Exercise instructions: Can you reproduce the lines starting with the one containing "Please trace the outline of every instance of the concrete" and going on through the end of the records, changing "concrete wall" to "brick wall" and leaving everything else unchanged?

Raw records:
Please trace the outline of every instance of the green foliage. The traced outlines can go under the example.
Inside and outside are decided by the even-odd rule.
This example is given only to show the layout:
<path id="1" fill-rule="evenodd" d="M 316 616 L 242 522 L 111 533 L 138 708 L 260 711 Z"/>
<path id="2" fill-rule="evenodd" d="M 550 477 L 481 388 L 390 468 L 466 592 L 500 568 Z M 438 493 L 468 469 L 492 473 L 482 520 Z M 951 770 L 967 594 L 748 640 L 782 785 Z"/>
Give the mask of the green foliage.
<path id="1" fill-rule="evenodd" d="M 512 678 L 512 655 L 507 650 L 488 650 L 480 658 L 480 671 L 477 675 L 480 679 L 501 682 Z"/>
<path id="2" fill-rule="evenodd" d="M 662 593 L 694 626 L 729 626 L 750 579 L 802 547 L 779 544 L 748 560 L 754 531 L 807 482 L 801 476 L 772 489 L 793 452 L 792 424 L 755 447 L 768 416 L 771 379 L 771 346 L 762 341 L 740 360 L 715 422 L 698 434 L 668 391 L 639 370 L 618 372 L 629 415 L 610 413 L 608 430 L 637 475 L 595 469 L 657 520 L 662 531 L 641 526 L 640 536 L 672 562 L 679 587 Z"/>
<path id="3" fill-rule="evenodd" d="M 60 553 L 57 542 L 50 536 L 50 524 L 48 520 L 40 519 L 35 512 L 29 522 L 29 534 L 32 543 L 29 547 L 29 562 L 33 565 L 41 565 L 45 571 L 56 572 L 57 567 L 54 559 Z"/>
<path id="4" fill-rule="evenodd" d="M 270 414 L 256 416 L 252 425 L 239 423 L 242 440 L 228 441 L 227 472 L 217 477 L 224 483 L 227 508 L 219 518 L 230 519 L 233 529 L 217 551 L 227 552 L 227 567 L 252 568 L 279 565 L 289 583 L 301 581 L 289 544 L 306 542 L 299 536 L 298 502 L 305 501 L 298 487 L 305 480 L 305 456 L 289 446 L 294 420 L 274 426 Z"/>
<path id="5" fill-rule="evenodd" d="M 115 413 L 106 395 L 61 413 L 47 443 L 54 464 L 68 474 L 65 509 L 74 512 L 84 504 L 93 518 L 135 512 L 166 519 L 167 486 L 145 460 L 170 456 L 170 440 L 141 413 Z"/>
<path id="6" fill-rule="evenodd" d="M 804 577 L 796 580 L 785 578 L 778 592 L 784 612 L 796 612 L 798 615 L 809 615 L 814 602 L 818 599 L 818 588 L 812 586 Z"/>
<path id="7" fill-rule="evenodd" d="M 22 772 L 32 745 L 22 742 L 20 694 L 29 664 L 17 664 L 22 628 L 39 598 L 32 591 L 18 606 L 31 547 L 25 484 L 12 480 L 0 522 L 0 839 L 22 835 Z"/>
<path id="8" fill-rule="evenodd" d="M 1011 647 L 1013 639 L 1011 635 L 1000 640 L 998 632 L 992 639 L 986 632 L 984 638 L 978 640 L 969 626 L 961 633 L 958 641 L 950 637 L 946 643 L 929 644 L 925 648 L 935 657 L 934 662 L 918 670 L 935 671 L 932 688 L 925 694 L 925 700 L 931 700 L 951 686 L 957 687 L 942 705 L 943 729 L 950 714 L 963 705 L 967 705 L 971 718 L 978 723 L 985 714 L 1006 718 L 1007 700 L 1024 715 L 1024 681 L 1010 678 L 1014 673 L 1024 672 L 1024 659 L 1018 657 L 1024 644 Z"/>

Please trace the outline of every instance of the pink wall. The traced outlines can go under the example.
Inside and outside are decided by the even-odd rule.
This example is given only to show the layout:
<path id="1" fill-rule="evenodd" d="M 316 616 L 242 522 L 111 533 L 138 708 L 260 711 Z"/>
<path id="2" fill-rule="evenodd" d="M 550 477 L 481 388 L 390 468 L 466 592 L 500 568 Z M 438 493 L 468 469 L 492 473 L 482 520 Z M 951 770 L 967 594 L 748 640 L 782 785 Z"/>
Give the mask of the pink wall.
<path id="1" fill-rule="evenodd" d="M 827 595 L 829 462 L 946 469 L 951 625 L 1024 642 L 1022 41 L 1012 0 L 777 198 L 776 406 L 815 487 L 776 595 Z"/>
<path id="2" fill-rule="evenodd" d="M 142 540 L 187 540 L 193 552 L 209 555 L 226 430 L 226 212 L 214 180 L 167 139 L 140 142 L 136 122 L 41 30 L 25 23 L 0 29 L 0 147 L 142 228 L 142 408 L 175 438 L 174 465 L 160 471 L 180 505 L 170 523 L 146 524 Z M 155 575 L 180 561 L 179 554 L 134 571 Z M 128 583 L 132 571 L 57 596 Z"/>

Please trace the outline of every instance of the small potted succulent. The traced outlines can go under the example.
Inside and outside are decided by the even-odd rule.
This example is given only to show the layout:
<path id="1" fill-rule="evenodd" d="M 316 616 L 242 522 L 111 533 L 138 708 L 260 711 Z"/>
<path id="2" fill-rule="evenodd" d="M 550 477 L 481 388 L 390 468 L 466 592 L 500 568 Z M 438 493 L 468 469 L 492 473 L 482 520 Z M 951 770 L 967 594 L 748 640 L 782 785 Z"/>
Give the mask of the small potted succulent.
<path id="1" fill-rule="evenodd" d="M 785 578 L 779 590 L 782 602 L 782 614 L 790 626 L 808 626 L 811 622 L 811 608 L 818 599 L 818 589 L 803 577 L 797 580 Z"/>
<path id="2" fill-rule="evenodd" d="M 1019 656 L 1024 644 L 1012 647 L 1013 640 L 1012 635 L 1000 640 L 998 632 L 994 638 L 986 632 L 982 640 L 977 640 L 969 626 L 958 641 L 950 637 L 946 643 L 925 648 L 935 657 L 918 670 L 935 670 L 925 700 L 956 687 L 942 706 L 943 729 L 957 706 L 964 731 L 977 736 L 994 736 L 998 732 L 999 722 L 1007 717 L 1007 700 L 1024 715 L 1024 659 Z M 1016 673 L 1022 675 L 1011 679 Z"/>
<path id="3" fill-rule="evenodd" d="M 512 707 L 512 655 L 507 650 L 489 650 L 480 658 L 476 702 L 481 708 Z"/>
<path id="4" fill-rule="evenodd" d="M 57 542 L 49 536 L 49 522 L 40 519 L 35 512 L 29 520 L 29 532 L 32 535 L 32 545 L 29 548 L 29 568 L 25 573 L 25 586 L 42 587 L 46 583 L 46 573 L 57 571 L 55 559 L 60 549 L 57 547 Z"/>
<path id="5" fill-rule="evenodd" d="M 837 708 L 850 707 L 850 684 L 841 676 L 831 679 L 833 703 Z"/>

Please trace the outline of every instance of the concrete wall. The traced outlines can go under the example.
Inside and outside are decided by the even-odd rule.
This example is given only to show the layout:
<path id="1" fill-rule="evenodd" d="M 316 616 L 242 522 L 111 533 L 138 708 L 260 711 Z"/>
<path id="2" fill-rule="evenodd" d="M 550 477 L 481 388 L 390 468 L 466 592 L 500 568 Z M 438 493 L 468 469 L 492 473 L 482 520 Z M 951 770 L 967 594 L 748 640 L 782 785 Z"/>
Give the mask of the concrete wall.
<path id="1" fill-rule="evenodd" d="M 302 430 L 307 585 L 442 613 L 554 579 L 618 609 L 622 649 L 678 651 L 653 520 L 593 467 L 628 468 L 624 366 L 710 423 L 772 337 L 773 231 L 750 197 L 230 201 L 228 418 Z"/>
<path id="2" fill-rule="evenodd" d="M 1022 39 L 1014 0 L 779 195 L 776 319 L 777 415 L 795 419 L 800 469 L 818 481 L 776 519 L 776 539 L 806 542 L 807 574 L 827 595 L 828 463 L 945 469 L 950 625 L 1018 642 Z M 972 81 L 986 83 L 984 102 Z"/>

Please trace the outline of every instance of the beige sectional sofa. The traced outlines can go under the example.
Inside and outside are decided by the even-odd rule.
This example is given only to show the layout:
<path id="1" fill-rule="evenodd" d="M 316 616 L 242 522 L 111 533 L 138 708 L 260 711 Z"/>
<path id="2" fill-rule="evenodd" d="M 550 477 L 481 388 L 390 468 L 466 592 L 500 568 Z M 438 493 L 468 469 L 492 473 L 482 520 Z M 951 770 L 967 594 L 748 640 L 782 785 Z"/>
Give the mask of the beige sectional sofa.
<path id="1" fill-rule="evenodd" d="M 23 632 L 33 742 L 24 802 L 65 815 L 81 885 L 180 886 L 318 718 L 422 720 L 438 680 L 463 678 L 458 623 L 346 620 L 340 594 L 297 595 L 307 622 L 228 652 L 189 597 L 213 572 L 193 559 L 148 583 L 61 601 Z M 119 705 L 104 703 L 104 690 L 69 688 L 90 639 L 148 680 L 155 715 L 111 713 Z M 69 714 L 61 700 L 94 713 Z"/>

Exercise solution:
Please trace the outline of every instance of the brick wall. The traced outlines can go under the example.
Inside and outside are decided by the even-odd rule.
This example is given only to show the layout:
<path id="1" fill-rule="evenodd" d="M 316 616 L 242 522 L 111 533 L 138 708 L 260 711 Z"/>
<path id="2" fill-rule="evenodd" d="M 550 477 L 481 388 L 390 468 L 466 592 L 500 568 Z M 438 493 L 468 469 L 492 473 L 482 520 Z M 951 770 L 967 594 L 748 640 L 782 785 Z"/>
Give the mask of the brick wall.
<path id="1" fill-rule="evenodd" d="M 302 430 L 307 585 L 442 613 L 554 579 L 618 609 L 622 649 L 678 651 L 653 520 L 593 467 L 628 468 L 624 366 L 710 423 L 772 337 L 773 231 L 750 197 L 230 201 L 228 418 Z"/>
<path id="2" fill-rule="evenodd" d="M 1022 39 L 1014 0 L 779 195 L 776 319 L 777 415 L 795 419 L 800 469 L 818 481 L 776 519 L 776 539 L 806 542 L 807 574 L 827 595 L 828 463 L 945 469 L 950 625 L 1018 642 Z M 972 81 L 986 83 L 984 102 Z"/>

Please trace the outline of every instance of the beige sectional sofa. The traced outlines can go under the example.
Inside and outside are decided by the even-odd rule.
This example is given only to show the layout:
<path id="1" fill-rule="evenodd" d="M 316 616 L 242 522 L 111 533 L 138 708 L 260 711 Z"/>
<path id="2" fill-rule="evenodd" d="M 550 477 L 481 388 L 390 468 L 466 592 L 500 568 Z M 438 493 L 468 469 L 492 473 L 482 520 Z M 951 770 L 967 594 L 748 640 L 782 785 Z"/>
Give the mask of the beige sectional sofa.
<path id="1" fill-rule="evenodd" d="M 23 632 L 33 742 L 24 802 L 65 815 L 81 885 L 180 886 L 318 718 L 422 720 L 438 680 L 463 678 L 458 623 L 346 620 L 340 594 L 297 595 L 307 622 L 228 652 L 189 597 L 213 572 L 193 559 L 148 583 L 61 601 Z M 119 705 L 104 703 L 104 690 L 69 688 L 90 639 L 148 680 L 155 715 L 111 713 Z M 69 714 L 61 700 L 94 713 Z"/>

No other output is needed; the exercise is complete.